## Tekstblok
════════════════════

Jarosław Aleksander Kaczyński en zijn tweelingbroer Lech werden in Warschau geboren als zoons van Rajmund Kaczyński, ingenieur, voormalig deelnemer aan de Opstand van Warschau en voormalig verzetsstrijder in de Armia Krajowa, en Jadwiga Jasiewicz, poloniste en medewerkster van de Poolse Academie van Wetenschappen. Op dertienjarige leeftijd verwierven de gebroeders Kaczyński landelijke bekendheid toen ze samen de hoofdrollen speelden in de kinderfilm "O dwóch takich, co ukradli księżyc" ("Die twee die de maan gestolen hebben") uit 1962. Zij gingen samen naar school en van 1967 tot 1971 studeerden zij samen rechten aan de Universiteit van Warschau. In tegenstelling tot zijn broer Lech is Jarosław altijd vrijgezel gebleven; hij woonde met zijn moeder in Warschau, die in 2013 overleed.

════════════════════

## Gegevens van gelabelde vakken
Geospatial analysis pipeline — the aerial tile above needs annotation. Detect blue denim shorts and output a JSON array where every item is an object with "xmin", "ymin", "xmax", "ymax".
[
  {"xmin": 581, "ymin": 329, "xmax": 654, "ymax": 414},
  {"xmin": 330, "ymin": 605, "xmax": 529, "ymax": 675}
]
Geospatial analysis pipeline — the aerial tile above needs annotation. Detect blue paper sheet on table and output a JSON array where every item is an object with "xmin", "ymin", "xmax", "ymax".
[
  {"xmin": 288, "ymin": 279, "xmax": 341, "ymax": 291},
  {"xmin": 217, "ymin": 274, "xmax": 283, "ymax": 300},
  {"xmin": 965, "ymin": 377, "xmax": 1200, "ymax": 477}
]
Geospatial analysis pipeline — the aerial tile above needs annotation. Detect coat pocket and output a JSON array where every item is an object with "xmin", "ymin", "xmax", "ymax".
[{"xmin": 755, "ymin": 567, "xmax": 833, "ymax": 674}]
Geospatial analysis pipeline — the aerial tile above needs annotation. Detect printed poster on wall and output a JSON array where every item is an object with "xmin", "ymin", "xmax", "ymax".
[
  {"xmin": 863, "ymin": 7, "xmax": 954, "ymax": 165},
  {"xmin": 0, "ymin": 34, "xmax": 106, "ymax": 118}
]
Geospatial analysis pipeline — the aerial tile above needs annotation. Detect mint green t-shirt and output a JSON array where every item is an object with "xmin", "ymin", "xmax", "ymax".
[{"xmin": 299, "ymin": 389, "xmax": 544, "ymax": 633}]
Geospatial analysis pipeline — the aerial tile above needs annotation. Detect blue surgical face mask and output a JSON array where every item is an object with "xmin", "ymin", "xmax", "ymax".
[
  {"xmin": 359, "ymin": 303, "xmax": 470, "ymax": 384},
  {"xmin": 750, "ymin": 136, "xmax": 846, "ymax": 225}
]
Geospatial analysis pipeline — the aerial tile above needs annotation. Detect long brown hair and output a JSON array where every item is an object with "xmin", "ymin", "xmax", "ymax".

════════════════════

## Opdrachten
1) Leg in één tot drie zinnen uit waardoor de gebroeders Kaczyński volgens de tekst over Jarosław Kaczyński op dertienjarige leeftijd landelijk bekend werden.
2) Citeer uit de tekst over Jarosław Kaczyński het gedeelte tussen "Jarosław Aleksander Kaczyński" en "in 2013 overleed.", beide inbegrepen.

## Antwoorden per opdracht
1) Ze werden op hun dertiende landelijk bekend doordat ze samen de hoofdrollen speelden in de kinderfilm "O dwóch takich, co ukradli księżyc" ("Die twee die de maan gestolen hebben") uit 1962.

2)
Jarosław Aleksander Kaczyński en zijn tweelingbroer Lech werden in Warschau geboren als zoons van Rajmund Kaczyński, ingenieur, voormalig deelnemer aan de Opstand van Warschau en voormalig verzetsstrijder in de Armia Krajowa, en Jadwiga Jasiewicz, poloniste en medewerkster van de Poolse Academie van Wetenschappen. Op dertienjarige leeftijd verwierven de gebroeders Kaczyński landelijke bekendheid toen ze samen de hoofdrollen speelden in de kinderfilm "O dwóch takich, co ukradli księżyc" ("Die twee die de maan gestolen hebben") uit 1962. Zij gingen samen naar school en van 1967 tot 1971 studeerden zij samen rechten aan de Universiteit van Warschau. In tegenstelling tot zijn broer Lech is Jarosław altijd vrijgezel gebleven; hij woonde met zijn moeder in Warschau, die in 2013 overleed.